:: WHAT THE TASK REQUIRES ::
Count the lines in the items below that contain the string "blue", treating uppercase and lowercase as different, and give only the number.
***** RECORD LIST *****
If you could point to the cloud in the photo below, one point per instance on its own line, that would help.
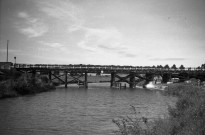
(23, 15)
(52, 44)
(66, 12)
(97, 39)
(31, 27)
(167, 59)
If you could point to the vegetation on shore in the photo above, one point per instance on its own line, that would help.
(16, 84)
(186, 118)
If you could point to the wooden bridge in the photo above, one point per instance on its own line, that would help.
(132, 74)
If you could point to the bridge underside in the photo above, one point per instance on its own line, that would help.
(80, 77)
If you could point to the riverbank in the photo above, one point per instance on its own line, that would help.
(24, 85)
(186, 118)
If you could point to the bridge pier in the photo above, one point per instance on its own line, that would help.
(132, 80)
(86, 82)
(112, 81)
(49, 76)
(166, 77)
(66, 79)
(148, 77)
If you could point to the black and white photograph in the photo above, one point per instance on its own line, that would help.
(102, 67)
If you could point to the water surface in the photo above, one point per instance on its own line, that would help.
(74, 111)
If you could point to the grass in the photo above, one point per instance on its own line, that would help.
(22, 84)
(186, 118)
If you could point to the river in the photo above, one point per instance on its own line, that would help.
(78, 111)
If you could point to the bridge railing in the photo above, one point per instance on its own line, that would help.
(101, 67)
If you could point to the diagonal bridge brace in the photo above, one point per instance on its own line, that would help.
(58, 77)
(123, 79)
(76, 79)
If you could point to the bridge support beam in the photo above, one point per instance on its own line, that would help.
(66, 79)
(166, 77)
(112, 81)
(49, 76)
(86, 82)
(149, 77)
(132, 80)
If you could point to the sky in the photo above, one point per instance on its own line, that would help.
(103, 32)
*****
***** RECORD LIST *****
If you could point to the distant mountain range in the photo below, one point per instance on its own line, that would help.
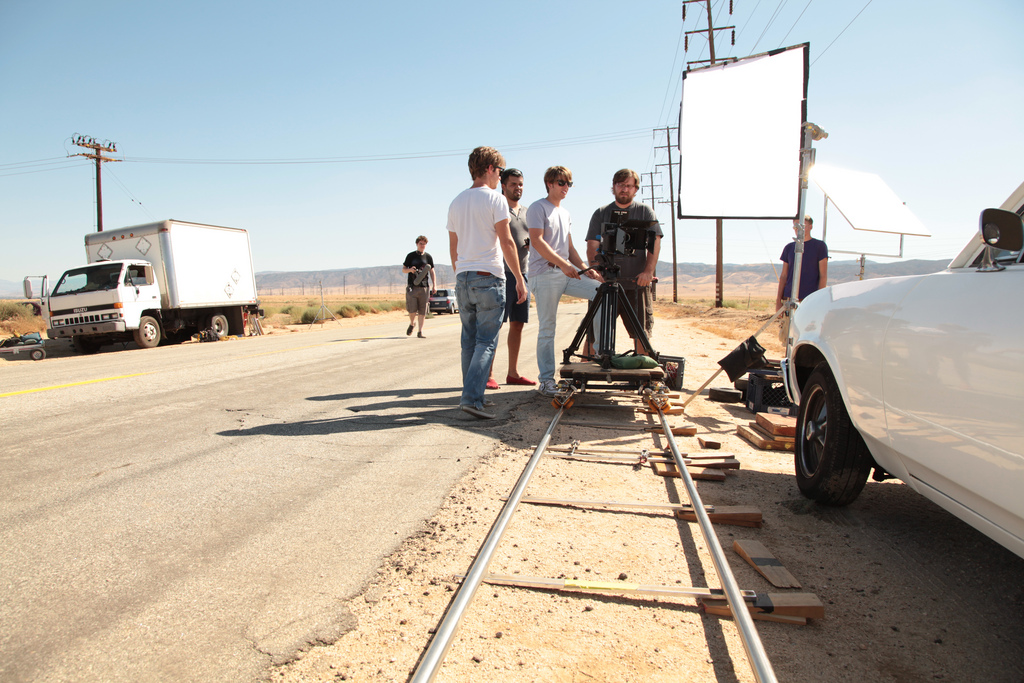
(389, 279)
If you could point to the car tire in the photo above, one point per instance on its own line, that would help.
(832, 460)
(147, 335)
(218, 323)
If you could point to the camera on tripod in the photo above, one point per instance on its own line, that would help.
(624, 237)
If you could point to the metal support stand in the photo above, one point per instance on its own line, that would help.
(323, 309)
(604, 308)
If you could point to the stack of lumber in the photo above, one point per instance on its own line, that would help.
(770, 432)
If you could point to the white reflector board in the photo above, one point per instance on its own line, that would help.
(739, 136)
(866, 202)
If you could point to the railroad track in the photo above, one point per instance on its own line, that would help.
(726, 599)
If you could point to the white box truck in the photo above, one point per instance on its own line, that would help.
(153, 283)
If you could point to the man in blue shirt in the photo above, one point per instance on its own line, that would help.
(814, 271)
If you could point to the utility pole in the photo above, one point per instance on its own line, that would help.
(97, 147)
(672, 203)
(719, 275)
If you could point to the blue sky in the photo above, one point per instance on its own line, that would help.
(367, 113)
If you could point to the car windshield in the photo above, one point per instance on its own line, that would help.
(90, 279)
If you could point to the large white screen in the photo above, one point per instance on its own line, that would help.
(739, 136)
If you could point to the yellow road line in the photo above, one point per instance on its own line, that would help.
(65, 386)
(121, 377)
*****
:: SOLUTION FOR THIS TASK ::
2